Excerpts of location labeling data

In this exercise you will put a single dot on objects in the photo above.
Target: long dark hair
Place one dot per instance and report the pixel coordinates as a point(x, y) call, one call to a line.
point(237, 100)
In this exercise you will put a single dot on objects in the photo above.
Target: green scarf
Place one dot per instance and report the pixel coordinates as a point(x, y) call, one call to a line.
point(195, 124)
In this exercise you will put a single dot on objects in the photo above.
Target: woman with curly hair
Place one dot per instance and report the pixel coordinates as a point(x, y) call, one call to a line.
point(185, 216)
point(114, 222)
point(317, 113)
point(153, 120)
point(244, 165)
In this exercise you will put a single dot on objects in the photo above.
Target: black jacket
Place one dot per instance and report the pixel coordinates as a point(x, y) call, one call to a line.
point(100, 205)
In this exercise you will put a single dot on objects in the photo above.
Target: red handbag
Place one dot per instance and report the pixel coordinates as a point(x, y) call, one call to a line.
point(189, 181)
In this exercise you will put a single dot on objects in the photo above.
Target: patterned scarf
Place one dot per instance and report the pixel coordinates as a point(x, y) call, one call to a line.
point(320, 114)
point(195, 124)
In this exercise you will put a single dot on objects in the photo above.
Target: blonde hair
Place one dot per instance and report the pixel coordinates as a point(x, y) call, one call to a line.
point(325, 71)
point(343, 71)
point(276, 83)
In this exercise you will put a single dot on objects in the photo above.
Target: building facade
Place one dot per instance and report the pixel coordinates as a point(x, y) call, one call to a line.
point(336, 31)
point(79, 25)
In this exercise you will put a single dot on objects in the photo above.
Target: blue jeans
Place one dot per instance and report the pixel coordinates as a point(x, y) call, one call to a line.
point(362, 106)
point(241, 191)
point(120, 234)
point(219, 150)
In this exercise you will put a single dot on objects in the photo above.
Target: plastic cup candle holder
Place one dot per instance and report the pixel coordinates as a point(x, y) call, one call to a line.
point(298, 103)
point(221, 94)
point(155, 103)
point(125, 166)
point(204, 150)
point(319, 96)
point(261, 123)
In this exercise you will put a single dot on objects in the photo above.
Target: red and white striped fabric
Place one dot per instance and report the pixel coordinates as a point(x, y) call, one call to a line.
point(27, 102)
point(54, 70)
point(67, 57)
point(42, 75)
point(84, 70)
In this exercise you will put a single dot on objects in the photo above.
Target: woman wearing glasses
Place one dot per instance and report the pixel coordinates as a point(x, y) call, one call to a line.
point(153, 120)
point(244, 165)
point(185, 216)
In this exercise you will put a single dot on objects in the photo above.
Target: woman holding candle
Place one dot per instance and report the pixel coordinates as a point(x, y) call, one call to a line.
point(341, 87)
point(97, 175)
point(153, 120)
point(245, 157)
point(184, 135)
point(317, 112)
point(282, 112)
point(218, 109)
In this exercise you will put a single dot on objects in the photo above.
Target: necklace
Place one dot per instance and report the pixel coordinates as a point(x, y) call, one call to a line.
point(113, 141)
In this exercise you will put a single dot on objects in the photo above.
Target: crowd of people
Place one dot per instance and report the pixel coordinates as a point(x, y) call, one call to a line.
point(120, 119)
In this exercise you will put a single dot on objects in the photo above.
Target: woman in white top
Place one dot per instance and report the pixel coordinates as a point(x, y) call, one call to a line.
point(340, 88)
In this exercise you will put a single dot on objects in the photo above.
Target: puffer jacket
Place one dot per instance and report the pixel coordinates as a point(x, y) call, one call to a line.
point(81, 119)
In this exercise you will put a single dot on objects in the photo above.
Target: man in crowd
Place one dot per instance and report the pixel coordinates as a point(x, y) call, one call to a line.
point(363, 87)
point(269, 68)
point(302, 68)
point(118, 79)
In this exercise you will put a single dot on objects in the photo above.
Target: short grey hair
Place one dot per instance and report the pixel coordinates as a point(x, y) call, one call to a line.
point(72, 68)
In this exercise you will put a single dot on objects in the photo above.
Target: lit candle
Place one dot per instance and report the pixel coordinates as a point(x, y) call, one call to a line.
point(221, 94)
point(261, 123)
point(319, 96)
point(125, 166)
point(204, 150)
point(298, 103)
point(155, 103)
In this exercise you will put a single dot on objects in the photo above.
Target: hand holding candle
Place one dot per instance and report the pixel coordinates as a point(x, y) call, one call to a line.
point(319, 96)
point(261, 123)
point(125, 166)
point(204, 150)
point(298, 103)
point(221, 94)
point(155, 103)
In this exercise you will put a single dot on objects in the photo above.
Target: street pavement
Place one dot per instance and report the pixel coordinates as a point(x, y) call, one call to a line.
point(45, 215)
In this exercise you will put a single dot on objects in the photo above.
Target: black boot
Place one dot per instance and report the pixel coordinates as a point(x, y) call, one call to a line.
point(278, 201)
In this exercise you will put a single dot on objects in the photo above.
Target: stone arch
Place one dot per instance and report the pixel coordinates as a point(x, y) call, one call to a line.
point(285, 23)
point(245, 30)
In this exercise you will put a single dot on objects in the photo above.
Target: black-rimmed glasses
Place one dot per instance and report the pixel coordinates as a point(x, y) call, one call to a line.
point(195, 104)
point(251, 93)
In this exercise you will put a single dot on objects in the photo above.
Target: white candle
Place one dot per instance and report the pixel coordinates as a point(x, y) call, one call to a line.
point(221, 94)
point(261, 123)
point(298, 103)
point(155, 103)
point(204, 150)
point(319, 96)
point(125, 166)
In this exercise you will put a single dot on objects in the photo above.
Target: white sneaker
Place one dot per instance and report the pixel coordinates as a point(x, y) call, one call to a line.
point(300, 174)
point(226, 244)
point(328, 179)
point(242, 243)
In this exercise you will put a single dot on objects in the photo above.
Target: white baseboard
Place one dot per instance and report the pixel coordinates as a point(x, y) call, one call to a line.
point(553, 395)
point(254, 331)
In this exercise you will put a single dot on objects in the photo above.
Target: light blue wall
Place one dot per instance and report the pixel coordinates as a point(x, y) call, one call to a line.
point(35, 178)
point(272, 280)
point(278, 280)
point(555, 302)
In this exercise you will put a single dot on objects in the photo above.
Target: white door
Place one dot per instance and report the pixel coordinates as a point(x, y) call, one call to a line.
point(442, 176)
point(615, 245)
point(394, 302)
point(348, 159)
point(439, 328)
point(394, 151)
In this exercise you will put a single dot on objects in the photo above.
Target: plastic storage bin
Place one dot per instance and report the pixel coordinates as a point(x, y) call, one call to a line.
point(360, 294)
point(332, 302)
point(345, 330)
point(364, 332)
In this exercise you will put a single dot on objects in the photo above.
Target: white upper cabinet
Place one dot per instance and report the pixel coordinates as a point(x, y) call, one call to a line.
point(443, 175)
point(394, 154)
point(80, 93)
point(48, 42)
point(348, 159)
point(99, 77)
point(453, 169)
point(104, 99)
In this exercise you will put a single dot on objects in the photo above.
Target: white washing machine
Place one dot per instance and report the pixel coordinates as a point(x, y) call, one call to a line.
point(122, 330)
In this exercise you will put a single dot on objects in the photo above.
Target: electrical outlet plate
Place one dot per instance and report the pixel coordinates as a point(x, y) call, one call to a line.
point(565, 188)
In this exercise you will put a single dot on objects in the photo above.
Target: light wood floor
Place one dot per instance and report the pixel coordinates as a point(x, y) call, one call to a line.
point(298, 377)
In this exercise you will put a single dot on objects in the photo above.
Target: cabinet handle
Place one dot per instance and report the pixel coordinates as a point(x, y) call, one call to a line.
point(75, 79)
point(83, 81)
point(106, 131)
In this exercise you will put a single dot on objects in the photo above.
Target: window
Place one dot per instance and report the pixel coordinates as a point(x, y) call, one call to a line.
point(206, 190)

YOUR INSTRUCTIONS: Set down every record above exactly as given.

RESULT FOR THIS EXERCISE:
In this exercise you will put a single dot on objects in the photo above.
Target: long dark hair
Place one dot per instance and report the pixel coordinates as a point(x, y) call, one call to a line.
point(237, 100)
In this exercise you will put a single dot on objects in the photo above.
Target: green scarf
Place one dot per instance and report the pixel coordinates as a point(x, y) call, one call to a line.
point(195, 124)
In this exercise you will put a single dot on objects in the photo above.
Target: woman with curly hair
Place one dot per instance and report the pixel coordinates as a point(x, y) call, one call to a line.
point(185, 216)
point(114, 222)
point(317, 113)
point(153, 120)
point(244, 165)
In this exercise you will put a single dot on objects in the photo above.
Target: black jacket
Place one dot per instance and report the pixel coordinates as a point(x, y) call, one call to a line.
point(100, 205)
In this exercise you will put a single dot on objects in the photo above.
Target: red handbag
Place one dot per instance and report the pixel coordinates as a point(x, y) call, one call to a line.
point(189, 181)
In this exercise you will put a single dot on objects in the photo above.
Target: patterned scarf
Place one dot per instance and report the pixel coordinates as a point(x, y) call, one call to a line.
point(320, 114)
point(195, 124)
In this exercise you will put a single dot on objects in the photo above.
Target: blonde hair
Place one dot per instance and report the pixel coordinates as a point(x, y) call, one call to a line.
point(325, 71)
point(343, 71)
point(276, 83)
In this exercise you will put a single dot on objects in the photo above.
Target: building facade
Place one dot per instance and report the pixel coordinates as a point(x, y) call, one call to a line.
point(336, 31)
point(79, 25)
In this exercise you will put a single dot on objects in the photo above.
Target: blue jeans
Place one dot per instance and report the pixel coordinates as a point(x, y) call, one call to a line.
point(362, 106)
point(241, 191)
point(120, 234)
point(219, 150)
In this exercise you will put a single dot on objects in the photo above.
Target: plastic cup candle holder
Place one dot per instance and report the pixel coordinates as a point(x, y) call, one call to a line.
point(298, 103)
point(221, 94)
point(155, 103)
point(125, 166)
point(204, 150)
point(319, 96)
point(261, 123)
In this exercise you will put a single dot on objects in the photo above.
Target: red and white striped fabric
Place one dot per instance and report the pixel coordinates as a point(x, y) call, one call to a line.
point(27, 102)
point(54, 70)
point(67, 57)
point(42, 75)
point(84, 70)
In this exercise you will put a single dot on objects in the photo above.
Target: woman wearing glasses
Place one dot per instance and report the pixel coordinates as a point(x, y) call, one call to a line.
point(153, 120)
point(244, 165)
point(185, 216)
In this exercise you will put a single dot on objects in the photo above.
Target: woman holding candle
Place one dot per instance and report the pixel coordinates as a point(x, y) call, one call to a line.
point(341, 87)
point(97, 175)
point(153, 120)
point(245, 157)
point(184, 135)
point(317, 112)
point(282, 112)
point(218, 109)
In this exercise you will put a single dot on objects in the photo above.
Target: necklace
Place one dot per instance and report the pixel coordinates as a point(x, y) call, one call to a line.
point(113, 141)
In this exercise you will put a single dot on objects in the photo above.
Target: crowd of people
Place one dot per instance and report the pixel coordinates as a point(x, y) call, one call to a line.
point(120, 119)
In this exercise you will put a single dot on objects in the photo above.
Target: woman in white top
Place one dot per instance and report the pixel coordinates as a point(x, y) call, one call to a line.
point(340, 88)
In this exercise you will put a single dot on objects in the photo above.
Target: puffer jacket
Place one dot per instance and report the pixel coordinates as a point(x, y) call, one call to a line.
point(81, 119)
In this exercise you will put a single dot on objects in the photo above.
Target: man in crowd
Place one dot per instance and report the pixel coordinates as a point(x, y) call, one call to a line.
point(363, 87)
point(269, 68)
point(302, 68)
point(118, 79)
In this exercise you will put a single dot on objects in the photo above.
Target: short grey hair
Place one dot per instance and report the pixel coordinates as a point(x, y) call, one call to a line.
point(72, 68)
In this exercise you will put a single dot on objects in the photo above.
Target: lit candle
Place one dot per instance and report the pixel coordinates as a point(x, y) call, one call to a line.
point(221, 94)
point(261, 123)
point(319, 96)
point(125, 166)
point(204, 150)
point(298, 103)
point(155, 103)
In this exercise you will put a single dot on objects in the photo above.
Target: hand holding candle
Place one dot per instance and report the pixel coordinates as a point(x, y) call, one call to a line.
point(319, 96)
point(261, 123)
point(125, 166)
point(204, 150)
point(298, 103)
point(221, 94)
point(155, 103)
In this exercise you will put a single dot on objects in the photo above.
Target: street pavement
Place one dot per instance and report the pixel coordinates as a point(x, y) call, one call to a line.
point(45, 215)
In this exercise you will put a single dot on objects in the photo above.
Target: black boot
Place one dot per instance and report the pixel coordinates as a point(x, y) call, one call to a line.
point(278, 201)
In this exercise you will put a single dot on objects in the photo above.
Target: stone arch
Place one dot per instance and report the pixel coordinates as a point(x, y) call, one call to a line.
point(285, 23)
point(245, 30)
In this exercise you will put a single dot on objects in the photo above.
Target: black-rimmed glasses
Place one dot per instance and report the pixel coordinates as a point(x, y) call, one call to a line.
point(195, 104)
point(251, 93)
In this exercise you will put a single dot on objects in the photo above.
Target: white candle
Place one dot per instance and report the pixel coordinates as a point(x, y) call, one call to a line.
point(221, 94)
point(261, 123)
point(298, 103)
point(155, 103)
point(204, 150)
point(319, 96)
point(125, 166)
In this exercise you will put a single dot on objects in the photo above.
Target: white sneaker
Place one dot per instance and report the pixel coordinates as a point(x, y) call, one call to a line.
point(300, 174)
point(226, 244)
point(328, 179)
point(242, 243)
In this exercise you will put a single dot on objects in the photo above.
Target: white baseboard
Place one dot per instance and report the pixel coordinates as a point(x, y) call, one call to a line.
point(553, 395)
point(254, 331)
In this exercise you will put a single dot on objects in the photo above.
Target: light blue wall
Place one dot per instance and report the pixel coordinates as a point(x, y) call, one call to a line.
point(35, 178)
point(272, 280)
point(278, 280)
point(555, 302)
In this exercise you will put a single dot on objects in the photo above.
Target: white door
Place one dot per instance and report the pixel coordinates as a point(x, y) call, one call to a line.
point(442, 176)
point(615, 245)
point(394, 302)
point(348, 159)
point(439, 328)
point(394, 151)
In this exercise you will put a single dot on objects in the photo above.
Target: plastic storage bin
Place one dot per instance and report the pixel coordinates as a point(x, y) call, one call to a line.
point(360, 294)
point(332, 302)
point(345, 330)
point(364, 332)
In this exercise you will put a single dot on objects in the photo above.
Target: white upper cabinet
Place one dot per instance and report the pixel coordinates as a point(x, y) call, one call to a line.
point(443, 175)
point(394, 154)
point(80, 93)
point(48, 42)
point(348, 159)
point(99, 77)
point(453, 169)
point(104, 99)
In this exercise you will put a single dot on objects in the photo above.
Target: white washing machine
Place one dot per instance and report the pixel coordinates as a point(x, y) call, one call to a line.
point(122, 330)
In this exercise you will put a single dot on objects in the photo above.
Target: electrical outlet plate
Place one dot per instance and report the pixel coordinates as a point(x, y) call, one call to a line.
point(565, 188)
In this exercise you will put a single dot on objects in the photo above.
Target: light wood floor
Place one dot per instance and report the pixel coordinates as a point(x, y) call, one call to a line.
point(298, 377)
In this exercise you will put a single dot on objects in the photo above.
Target: cabinet handle
Place one dot per instance and report the pixel coordinates as a point(x, y) call, one call to a line.
point(75, 79)
point(83, 81)
point(106, 131)
In this exercise you will put a single dot on objects in the photo above.
Target: window
Place one dot per instance and report the pixel coordinates as a point(x, y) call, one call to a line.
point(206, 190)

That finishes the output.